◆ **Page excerpt**:
# help me make board cut slingshots



## slingshot awesome (Dec 7, 2010)

i always make slingshots that are natural forks and i want to say i made 
all of it so plz reply and give tips thnks -S A


----------



## Dayhiker (Mar 13, 2010)

All right, but first tell me what you have for tools to work with.


----------



## Chrissz (May 2, 2011)

hello,

im just a neewb, but this how i do it
















tool one.. in german we call it dremel... i use it with just rotating sanding heads...








second tool... my little saw







, reallyreally love it....








this it what it looks like just sawn out #1








sawn out #2 ... the upper one is the one shown finished in the last picture








a paper form plus a fresh cut out....








finally... this is the bordcut from "sawn out #2, the one which then was just drawn onto the board....

This is how i do it...

maybe it helps.. all the things could be done without machines too, will just need more time and manpower









Cheers,

Chris


----------



## Gwilym (Dec 9, 2010)

If you are doing it cheaply with limited tools I would advise getting a coping saw some files and some sandpaper. thats all you need.

◆ **To do**:
**a.** Reproduce every line of the records below, without changing anything.
**b.** Continue the forum thread on making board cut slingshots, starting after its last post.

◆ **The input**:
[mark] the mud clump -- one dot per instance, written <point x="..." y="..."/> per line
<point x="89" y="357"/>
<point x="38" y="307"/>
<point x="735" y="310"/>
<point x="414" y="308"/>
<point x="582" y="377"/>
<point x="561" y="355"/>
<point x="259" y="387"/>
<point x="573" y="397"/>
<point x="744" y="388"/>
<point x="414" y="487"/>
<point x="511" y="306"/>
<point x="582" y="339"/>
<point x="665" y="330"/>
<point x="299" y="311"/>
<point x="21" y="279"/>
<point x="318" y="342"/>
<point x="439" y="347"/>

◆ **The replies**:
**a.**
[mark] the mud clump -- one dot per instance, written <point x="..." y="..."/> per line
<point x="89" y="357"/>
<point x="38" y="307"/>
<point x="735" y="310"/>
<point x="414" y="308"/>
<point x="582" y="377"/>
<point x="561" y="355"/>
<point x="259" y="387"/>
<point x="573" y="397"/>
<point x="744" y="388"/>
<point x="414" y="487"/>
<point x="511" y="306"/>
<point x="582" y="339"/>
<point x="665" y="330"/>
<point x="299" y="311"/>
<point x="21" y="279"/>
<point x="318" y="342"/>
<point x="439" y="347"/>

**b.**
----------



## harpersgrace (Jan 28, 2010)




----------



## Tex-Shooter (Dec 17, 2009)

Chris, I have a scroll saw just like yours! Is that a all direction blade I see there? If it is how did you put it on the saw. Mine will only take pin style blades. -- Tex-Shooter


----------



## Chrissz (May 2, 2011)

Those are nice saws arnt they tex?

Really love it !!!

Nope it isnt an all direction blade... its just a rough toothed one... i got medium ones too here... and a friend told me there would be diamond cooated all direction ones availiable... but so far i didnt found them...

cheers



Tex-Shooter said:


> Chris, I have a scroll saw just like yours! Is that a all direction blade I see there? If it is how did you put it on the saw. Mine will only take pin style blades. -- Tex-Shooter


----------



## homemade hunter (Sep 24, 2011)

What type of woods do you use for board cut slingshots?


----------



## Trp4e (Sep 21, 2011)

You can use multiplex, or very strong wood. Thickness i your decision.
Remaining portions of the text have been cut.